### JOB
Return, unchanged, the lines of the records between the line containing "Objective — one point per instance of the reed" and the end of the records, inclusive.

### PROVIDED DATA
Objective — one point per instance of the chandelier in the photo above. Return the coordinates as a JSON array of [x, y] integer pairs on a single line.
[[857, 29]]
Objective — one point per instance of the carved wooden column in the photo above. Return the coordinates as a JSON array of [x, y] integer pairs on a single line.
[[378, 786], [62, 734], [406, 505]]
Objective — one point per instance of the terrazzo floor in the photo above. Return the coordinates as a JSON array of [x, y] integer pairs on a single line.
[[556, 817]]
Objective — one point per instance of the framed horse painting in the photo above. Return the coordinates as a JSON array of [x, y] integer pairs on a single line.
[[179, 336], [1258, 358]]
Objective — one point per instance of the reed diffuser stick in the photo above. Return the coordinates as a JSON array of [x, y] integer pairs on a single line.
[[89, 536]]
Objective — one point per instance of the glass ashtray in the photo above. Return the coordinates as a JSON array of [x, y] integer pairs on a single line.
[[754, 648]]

### EXPECTED OUTPUT
Objective — one point per instance of the reed diffuser stick in the photo above. Return the coordinates as a JSON array of [x, y] integer pairs on a single line.
[[89, 536]]
Objective — one point per instance of the glass ashtray in the photo above. Return the coordinates as a JSON array of [x, y] integer pairs on a single line.
[[754, 648]]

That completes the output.